[Begin Input]
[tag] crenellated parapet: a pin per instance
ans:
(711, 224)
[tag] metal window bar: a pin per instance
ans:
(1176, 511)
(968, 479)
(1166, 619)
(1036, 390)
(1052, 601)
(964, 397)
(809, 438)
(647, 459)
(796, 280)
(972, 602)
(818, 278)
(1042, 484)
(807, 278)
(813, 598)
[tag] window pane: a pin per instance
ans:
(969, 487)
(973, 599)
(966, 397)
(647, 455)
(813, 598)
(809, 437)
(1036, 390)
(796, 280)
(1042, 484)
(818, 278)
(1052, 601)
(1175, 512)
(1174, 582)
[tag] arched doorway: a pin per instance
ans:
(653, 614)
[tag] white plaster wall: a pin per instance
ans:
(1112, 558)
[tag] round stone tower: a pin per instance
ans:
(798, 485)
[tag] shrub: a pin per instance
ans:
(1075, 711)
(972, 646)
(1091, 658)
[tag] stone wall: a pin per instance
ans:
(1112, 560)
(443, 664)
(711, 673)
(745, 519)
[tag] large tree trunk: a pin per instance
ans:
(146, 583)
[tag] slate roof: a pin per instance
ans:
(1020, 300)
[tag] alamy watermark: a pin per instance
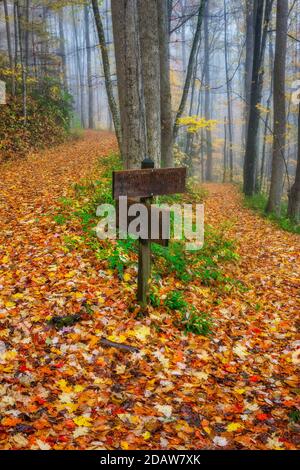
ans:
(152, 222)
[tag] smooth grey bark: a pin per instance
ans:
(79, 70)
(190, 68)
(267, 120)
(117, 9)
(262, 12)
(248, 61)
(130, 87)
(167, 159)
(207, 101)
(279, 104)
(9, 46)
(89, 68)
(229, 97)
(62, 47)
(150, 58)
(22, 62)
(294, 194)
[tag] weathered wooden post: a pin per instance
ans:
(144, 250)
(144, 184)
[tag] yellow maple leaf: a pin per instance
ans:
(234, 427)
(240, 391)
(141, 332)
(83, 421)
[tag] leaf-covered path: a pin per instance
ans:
[End Input]
Aim – Please copy the records word for word, starting with the line that contains "[tag] alamy watermark: a pin per instance" and going on through the end of the records. Leave the pictures out of your answer.

Task response –
[tag] alamy watermark: a pin per instance
ans:
(152, 222)
[tag] smooth grey bark: a pin per instance
ans:
(79, 70)
(190, 68)
(267, 120)
(117, 9)
(262, 12)
(248, 61)
(130, 87)
(167, 159)
(207, 101)
(279, 104)
(9, 46)
(89, 68)
(229, 97)
(62, 47)
(150, 58)
(22, 62)
(294, 194)
[tag] weathered wooden post: a pin per instance
ans:
(144, 250)
(144, 184)
[tag] yellow maple leaf: a pin per instance
ans:
(234, 427)
(240, 391)
(141, 332)
(83, 421)
[tag] leaf-covered path: a pin per instance
ans:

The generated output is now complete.